■ **Work item**: From the passage below about the caterpillar Willie, extract the part starting with "I spent my afternoon" and going on through "Johnson Tar Pits.", copied word for word.

───── Passage shown ─────

Some steward I turned out to be! I take three poor creatures away from their home so I can watch them live out their life cycle under glass. I justified this with the intention of setting them free once they became butterflies. I end up with seven stowaways, two of whom are still missing. I can only pray that they are in better shape than poor Willie the Wiggly here. Little did I know that my cozy hotel was really a caterpillar tar pit! Poor Willie. All of his legs were completely stuck to the duck tape. He was a very angry caterpillar.
I spent my afternoon trying to free Willie. What a heart wrenching afternoon! I could just imagine his little caterpillar screams as I tried to free each of his little legs. After two hours I had manage to get his front (almost) half free and his back (almost) half free. We would have been in great shape if he didn’t have those middle legs glued down. This poor caterpillar was just living out his mundane existence until I dragged him into the Johnson Tar Pits.
I felt only pity and guilt at first but then those middle legs just refused to let go. I guess there was just something about prying those legs free that brought out a callousness in me that I never knew was there. Caterpillars grow by shedding their exoskeleton, something akin to a snake or crab. I started to feel myself growing angry with Willie. If he would just hurry up and shed this darn exoskeleton, we could move on with this whole business. I beeged and I pleaded with him. I promised to take care of the duck tape. I assured him he would be that much close to being a beautiful butterfly. I even threatened to help him along if he didn’t pick up the pace. Wiggly Willie refused to shed that darn exoskeleton.

───── Provided information ─────

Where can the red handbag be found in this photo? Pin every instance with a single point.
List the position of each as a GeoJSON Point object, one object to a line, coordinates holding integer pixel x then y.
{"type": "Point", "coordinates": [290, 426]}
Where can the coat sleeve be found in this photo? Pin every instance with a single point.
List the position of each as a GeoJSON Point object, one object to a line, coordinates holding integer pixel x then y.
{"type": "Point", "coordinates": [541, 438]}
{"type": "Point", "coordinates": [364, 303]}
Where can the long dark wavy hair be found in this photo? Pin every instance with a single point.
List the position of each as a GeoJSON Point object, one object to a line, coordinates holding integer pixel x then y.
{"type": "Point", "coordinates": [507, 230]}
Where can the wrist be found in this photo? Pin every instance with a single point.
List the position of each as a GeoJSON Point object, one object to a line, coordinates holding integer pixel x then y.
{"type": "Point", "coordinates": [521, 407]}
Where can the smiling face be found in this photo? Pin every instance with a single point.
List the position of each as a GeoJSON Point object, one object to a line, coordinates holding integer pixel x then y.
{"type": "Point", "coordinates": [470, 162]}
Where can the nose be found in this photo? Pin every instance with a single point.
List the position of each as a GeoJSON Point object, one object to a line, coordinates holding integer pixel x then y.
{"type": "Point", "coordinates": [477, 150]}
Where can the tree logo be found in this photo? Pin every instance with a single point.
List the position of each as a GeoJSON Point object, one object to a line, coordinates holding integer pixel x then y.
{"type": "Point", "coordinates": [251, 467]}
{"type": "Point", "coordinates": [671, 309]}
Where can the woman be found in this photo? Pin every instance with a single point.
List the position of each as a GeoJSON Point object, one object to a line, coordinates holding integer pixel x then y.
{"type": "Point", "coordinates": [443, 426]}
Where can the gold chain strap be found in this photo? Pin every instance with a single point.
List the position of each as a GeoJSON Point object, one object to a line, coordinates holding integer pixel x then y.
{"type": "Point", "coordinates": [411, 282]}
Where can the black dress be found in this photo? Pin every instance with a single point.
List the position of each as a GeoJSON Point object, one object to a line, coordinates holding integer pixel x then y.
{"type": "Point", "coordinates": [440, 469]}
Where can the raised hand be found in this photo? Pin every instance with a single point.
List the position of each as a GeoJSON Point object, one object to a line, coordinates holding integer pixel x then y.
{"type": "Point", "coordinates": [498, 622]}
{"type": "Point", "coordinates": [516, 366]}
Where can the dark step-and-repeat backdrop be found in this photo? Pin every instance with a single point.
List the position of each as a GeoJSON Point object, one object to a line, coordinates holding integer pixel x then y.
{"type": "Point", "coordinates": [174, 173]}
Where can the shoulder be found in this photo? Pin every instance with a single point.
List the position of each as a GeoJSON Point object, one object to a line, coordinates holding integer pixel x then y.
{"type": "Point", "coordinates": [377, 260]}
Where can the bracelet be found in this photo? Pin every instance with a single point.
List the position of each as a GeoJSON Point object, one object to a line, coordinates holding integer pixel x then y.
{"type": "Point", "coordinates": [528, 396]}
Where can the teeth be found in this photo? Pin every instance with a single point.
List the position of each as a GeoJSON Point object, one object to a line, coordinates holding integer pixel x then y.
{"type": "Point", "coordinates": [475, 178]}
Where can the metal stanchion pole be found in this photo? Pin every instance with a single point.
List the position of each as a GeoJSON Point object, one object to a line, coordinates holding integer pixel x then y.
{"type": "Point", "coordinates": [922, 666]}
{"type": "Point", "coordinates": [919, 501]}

─────

■ **Solved problem**:
I spent my afternoon trying to free Willie. What a heart wrenching afternoon! I could just imagine his little caterpillar screams as I tried to free each of his little legs. After two hours I had manage to get his front (almost) half free and his back (almost) half free. We would have been in great shape if he didn’t have those middle legs glued down. This poor caterpillar was just living out his mundane existence until I dragged him into the Johnson Tar Pits.